▸ TEXT BLOCK
The hotline, which was set up to give guidance on vaccine distribution and where to sign up to get a shot, took more than 5,200 calls on its first day.

DENVER — On its first day of operation Monday, the state hotline to answer COVID-19 vaccine-related questions received 5,267 calls, according to the state Joint Information Center.

The phone number for the call center, which opened Monday, is 877-268-2926 (CO VAX CO), according to Colorado Department of Public Health and Environment (CDPHE) officials.

Fifty operators answered calls in multiple languages on Monday, and the average wait time was 23 minutes, the Joint Information Center (JIC) said.

"If these numbers and wait times continue, we'll be scaling up quickly, as early as next week," according to the JIC.

JIC said Wednesday that they would be tripling the number of agents to 150 next week after call volume and wait times increased significantly.

The call center is open 9 a.m. to 10 p.m. Monday through Friday, and 9 a.m. to 5 p.m. Saturday and Sunday through the end of January, officials said on Monday. Starting Feb. 1, the call center will be open 24 hours a day, seven days a week, officials said.

Saved entries:
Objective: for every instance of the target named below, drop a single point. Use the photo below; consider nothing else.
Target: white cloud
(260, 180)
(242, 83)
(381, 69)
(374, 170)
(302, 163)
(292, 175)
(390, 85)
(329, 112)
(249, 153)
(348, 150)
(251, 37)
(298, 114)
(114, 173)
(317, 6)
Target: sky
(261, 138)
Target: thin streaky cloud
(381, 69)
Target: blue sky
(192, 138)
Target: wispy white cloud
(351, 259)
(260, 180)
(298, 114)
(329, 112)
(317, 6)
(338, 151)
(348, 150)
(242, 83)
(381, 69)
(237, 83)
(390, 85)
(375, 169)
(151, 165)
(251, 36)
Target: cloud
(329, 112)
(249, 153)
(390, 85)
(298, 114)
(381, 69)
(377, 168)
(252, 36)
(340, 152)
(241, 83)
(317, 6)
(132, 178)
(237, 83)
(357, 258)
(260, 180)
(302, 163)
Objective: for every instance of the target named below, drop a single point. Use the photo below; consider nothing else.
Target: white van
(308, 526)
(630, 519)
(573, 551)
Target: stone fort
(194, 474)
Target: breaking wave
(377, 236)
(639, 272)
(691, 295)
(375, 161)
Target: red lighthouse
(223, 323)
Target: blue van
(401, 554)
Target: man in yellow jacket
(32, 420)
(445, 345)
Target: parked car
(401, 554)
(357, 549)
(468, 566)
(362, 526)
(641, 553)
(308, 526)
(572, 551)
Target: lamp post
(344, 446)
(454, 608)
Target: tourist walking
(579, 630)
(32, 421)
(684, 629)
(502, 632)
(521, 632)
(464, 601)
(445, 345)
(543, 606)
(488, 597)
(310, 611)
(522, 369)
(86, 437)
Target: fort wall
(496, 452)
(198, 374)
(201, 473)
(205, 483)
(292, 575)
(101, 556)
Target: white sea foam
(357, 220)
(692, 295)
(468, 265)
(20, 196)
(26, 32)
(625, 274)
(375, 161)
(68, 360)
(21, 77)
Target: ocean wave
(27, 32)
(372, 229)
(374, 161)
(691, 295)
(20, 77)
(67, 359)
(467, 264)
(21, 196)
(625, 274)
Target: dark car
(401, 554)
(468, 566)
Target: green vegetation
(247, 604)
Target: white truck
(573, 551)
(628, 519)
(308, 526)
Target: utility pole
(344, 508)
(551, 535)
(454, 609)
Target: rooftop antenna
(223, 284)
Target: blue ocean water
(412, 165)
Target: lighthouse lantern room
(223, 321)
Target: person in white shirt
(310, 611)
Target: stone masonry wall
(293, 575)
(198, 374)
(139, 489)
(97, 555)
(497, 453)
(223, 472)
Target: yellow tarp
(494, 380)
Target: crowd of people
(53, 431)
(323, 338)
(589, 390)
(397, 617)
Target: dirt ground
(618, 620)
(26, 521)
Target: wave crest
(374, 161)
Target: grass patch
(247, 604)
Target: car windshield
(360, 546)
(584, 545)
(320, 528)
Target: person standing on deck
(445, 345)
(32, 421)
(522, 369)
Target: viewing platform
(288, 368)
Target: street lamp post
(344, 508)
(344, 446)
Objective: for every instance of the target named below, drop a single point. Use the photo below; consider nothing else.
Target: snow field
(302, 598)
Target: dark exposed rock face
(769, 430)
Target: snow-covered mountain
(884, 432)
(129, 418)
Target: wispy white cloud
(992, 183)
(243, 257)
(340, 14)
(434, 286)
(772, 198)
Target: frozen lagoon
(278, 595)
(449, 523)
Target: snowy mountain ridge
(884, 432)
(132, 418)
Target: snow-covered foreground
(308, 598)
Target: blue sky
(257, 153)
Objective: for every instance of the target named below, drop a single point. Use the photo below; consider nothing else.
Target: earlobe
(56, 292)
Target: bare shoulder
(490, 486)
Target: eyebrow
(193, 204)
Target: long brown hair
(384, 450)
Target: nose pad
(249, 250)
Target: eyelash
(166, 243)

▸ PROBLEMS AND TASKS
**A)** Answer these questions about the vaccine hotline article:
(i) How many calls did the state hotline receive on its first day of operation?
(ii) How many operators answered calls on Monday?
(iii) Starting on what date will the call center be open 24 hours a day?
**B)** Rewrite the vaccine hotline article from "The hotline, which" up to and including "its first day.", with "guidance" replaced by "information".

▸ RESPONSES TO THE TASKS
**A)**
(i) 5,267
(ii) Fifty
(iii) Feb. 1

**B)**
The hotline, which was set up to give information on vaccine distribution and where to sign up to get a shot, took more than 5,200 calls on its first day.